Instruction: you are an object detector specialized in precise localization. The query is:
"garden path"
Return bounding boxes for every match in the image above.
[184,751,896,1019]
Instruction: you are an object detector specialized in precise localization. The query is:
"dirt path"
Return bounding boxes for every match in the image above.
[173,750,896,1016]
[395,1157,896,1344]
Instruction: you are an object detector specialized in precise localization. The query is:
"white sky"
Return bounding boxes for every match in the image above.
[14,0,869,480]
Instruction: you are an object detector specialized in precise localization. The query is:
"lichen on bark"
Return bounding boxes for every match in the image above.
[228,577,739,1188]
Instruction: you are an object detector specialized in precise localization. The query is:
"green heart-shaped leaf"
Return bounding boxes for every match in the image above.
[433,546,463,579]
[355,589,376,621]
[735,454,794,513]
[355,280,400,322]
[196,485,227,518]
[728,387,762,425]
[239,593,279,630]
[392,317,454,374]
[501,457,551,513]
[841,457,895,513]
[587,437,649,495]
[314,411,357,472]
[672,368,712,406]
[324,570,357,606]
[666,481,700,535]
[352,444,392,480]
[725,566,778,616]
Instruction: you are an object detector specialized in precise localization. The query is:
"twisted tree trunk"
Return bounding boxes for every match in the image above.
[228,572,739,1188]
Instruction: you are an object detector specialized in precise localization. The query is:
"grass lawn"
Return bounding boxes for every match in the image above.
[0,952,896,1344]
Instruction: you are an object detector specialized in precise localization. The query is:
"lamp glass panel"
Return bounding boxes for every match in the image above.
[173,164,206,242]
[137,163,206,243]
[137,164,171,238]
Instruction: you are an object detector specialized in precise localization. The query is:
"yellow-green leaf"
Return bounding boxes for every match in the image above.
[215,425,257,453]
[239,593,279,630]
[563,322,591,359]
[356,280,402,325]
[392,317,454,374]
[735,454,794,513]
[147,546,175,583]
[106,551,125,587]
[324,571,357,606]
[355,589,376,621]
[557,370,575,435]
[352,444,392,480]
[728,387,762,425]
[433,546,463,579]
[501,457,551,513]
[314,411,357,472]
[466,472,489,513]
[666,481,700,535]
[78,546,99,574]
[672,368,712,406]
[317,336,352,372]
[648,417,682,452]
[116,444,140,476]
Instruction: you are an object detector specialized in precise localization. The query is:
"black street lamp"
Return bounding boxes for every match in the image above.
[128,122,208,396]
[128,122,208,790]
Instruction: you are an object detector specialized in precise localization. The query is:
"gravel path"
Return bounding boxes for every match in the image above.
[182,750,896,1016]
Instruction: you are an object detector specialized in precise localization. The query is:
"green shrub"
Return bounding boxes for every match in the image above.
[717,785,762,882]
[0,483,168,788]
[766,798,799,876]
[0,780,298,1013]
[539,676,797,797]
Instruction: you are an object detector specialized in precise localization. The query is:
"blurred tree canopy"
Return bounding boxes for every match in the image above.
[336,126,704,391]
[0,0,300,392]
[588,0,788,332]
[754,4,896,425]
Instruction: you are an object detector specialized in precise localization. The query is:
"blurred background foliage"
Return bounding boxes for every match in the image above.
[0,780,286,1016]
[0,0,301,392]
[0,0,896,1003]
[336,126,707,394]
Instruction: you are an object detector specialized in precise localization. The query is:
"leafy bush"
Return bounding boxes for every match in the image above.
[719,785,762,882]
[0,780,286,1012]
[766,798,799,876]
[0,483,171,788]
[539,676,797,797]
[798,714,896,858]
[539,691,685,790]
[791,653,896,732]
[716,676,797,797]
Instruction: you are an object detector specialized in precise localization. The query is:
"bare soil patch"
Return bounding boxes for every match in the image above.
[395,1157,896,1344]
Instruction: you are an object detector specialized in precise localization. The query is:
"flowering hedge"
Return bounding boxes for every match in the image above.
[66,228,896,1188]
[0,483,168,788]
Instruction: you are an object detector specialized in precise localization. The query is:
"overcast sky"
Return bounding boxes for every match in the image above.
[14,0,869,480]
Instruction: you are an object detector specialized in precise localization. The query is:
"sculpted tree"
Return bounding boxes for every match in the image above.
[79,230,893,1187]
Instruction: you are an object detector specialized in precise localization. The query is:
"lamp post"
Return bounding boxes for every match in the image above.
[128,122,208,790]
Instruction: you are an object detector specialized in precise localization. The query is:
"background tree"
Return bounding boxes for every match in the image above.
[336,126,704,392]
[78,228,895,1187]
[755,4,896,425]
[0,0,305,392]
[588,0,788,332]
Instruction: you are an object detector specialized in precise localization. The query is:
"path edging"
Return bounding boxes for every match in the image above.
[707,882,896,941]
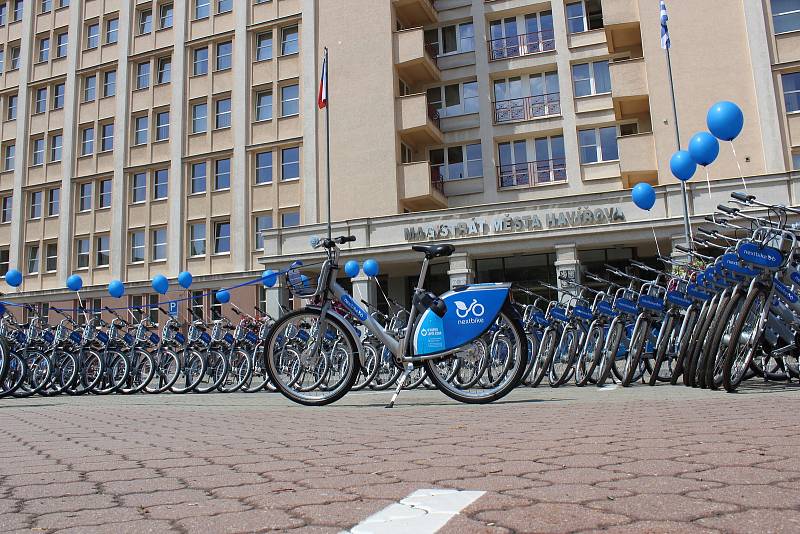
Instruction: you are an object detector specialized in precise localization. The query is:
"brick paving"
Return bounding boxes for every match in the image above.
[0,384,800,534]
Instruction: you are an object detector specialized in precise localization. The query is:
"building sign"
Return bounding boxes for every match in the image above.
[403,207,625,241]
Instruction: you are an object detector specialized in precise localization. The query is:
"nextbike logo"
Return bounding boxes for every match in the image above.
[453,299,486,325]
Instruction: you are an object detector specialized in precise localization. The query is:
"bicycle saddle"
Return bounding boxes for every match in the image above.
[411,244,456,260]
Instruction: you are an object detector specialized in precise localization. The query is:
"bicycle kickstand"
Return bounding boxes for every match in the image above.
[385,362,414,408]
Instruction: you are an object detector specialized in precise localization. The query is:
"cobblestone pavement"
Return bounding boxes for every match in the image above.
[0,385,800,534]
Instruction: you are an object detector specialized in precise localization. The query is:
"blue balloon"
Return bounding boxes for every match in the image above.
[150,274,169,295]
[669,150,697,182]
[689,132,719,167]
[178,271,194,289]
[108,280,125,299]
[344,260,361,278]
[261,269,278,287]
[67,274,83,291]
[706,100,744,141]
[631,182,656,211]
[364,260,381,276]
[6,269,22,287]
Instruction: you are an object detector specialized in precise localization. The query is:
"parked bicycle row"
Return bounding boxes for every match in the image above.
[0,193,800,405]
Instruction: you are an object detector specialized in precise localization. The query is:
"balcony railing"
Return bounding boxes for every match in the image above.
[488,30,556,61]
[497,158,567,189]
[494,93,561,124]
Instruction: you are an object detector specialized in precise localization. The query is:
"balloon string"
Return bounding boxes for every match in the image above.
[731,141,747,193]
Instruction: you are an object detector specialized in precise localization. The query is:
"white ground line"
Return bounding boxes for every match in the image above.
[345,489,486,534]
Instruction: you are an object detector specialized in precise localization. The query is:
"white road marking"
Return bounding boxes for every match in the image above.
[346,489,486,534]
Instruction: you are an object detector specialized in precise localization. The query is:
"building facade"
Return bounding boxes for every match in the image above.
[0,0,800,318]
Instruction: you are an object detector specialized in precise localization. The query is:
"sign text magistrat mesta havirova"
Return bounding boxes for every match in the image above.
[403,207,625,241]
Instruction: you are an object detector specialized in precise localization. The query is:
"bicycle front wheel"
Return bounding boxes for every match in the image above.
[266,308,361,406]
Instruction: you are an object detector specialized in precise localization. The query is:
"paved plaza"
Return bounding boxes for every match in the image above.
[0,384,800,534]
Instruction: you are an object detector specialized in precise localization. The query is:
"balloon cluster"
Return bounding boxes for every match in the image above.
[631,101,744,211]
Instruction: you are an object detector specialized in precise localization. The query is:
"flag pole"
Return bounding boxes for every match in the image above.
[323,46,333,239]
[661,1,692,249]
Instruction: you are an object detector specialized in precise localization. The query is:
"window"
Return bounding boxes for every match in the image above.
[770,0,800,34]
[39,37,50,63]
[281,26,299,56]
[194,0,211,19]
[133,115,150,145]
[578,126,619,164]
[152,228,167,261]
[130,230,144,263]
[33,87,47,113]
[106,19,119,44]
[31,137,44,165]
[28,191,42,219]
[81,126,94,156]
[86,23,100,49]
[214,221,231,254]
[3,144,17,171]
[256,91,272,121]
[217,41,233,70]
[189,223,206,257]
[281,146,300,180]
[156,111,169,141]
[83,75,97,102]
[47,187,61,217]
[50,134,64,162]
[214,159,231,191]
[136,61,150,89]
[97,180,111,208]
[256,32,272,61]
[192,103,208,133]
[45,243,58,273]
[53,83,66,109]
[75,237,89,269]
[56,33,69,58]
[103,70,117,97]
[28,245,39,274]
[100,122,114,152]
[156,57,172,84]
[189,162,206,194]
[139,9,153,35]
[781,72,800,113]
[567,0,603,33]
[281,84,300,117]
[281,211,300,228]
[253,215,272,250]
[428,82,479,117]
[192,46,208,76]
[430,143,483,182]
[0,197,11,223]
[214,98,231,129]
[158,4,172,30]
[153,169,169,200]
[78,182,92,211]
[256,152,272,184]
[6,95,17,121]
[95,235,111,267]
[572,61,611,96]
[131,172,147,204]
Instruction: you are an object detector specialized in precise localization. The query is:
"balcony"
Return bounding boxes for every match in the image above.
[392,0,439,28]
[497,158,567,189]
[397,161,447,211]
[494,93,561,124]
[395,93,443,147]
[617,132,658,185]
[394,28,441,85]
[609,58,650,119]
[487,30,556,61]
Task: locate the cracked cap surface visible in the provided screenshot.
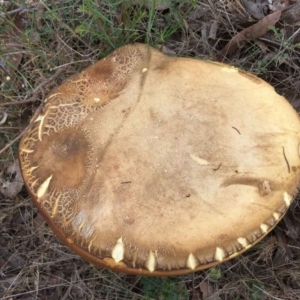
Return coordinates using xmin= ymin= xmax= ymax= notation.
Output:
xmin=19 ymin=44 xmax=300 ymax=276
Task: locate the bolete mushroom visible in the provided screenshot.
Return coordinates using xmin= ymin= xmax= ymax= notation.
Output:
xmin=19 ymin=44 xmax=300 ymax=276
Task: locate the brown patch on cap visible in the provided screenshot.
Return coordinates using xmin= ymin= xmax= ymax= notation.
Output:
xmin=19 ymin=44 xmax=300 ymax=276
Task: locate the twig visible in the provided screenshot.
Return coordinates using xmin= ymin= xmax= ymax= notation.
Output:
xmin=0 ymin=68 xmax=65 ymax=107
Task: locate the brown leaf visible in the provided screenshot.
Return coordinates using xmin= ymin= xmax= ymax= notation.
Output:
xmin=241 ymin=0 xmax=265 ymax=20
xmin=0 ymin=160 xmax=24 ymax=198
xmin=220 ymin=10 xmax=281 ymax=58
xmin=200 ymin=281 xmax=219 ymax=300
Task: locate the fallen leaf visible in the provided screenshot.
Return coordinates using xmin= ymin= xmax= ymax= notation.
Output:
xmin=241 ymin=0 xmax=265 ymax=20
xmin=200 ymin=281 xmax=219 ymax=300
xmin=220 ymin=10 xmax=281 ymax=58
xmin=0 ymin=160 xmax=24 ymax=198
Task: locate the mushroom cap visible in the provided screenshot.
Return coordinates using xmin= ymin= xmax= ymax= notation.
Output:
xmin=19 ymin=44 xmax=300 ymax=276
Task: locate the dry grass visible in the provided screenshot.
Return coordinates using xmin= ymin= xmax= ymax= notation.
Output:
xmin=0 ymin=0 xmax=300 ymax=300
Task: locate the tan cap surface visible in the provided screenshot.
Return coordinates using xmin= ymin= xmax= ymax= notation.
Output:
xmin=19 ymin=44 xmax=300 ymax=275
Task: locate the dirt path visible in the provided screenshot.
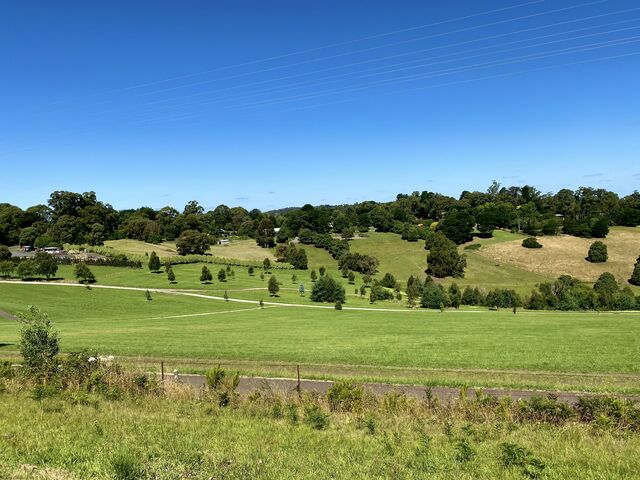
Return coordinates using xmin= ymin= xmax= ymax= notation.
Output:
xmin=0 ymin=280 xmax=638 ymax=315
xmin=164 ymin=373 xmax=640 ymax=404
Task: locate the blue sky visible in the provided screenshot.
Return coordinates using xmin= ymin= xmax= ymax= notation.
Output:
++++
## SET PROBLEM:
Can you give the records again from the line that contains "Task: locate the blue" through the end of the records, changing "blue sky" to "clear sky" and leaving everything else the same?

## RESULT OF THIS TASK:
Task: locate the clear sky visible in the provided screenshot.
Return coordinates using xmin= ymin= xmax= ymax= notation.
Output:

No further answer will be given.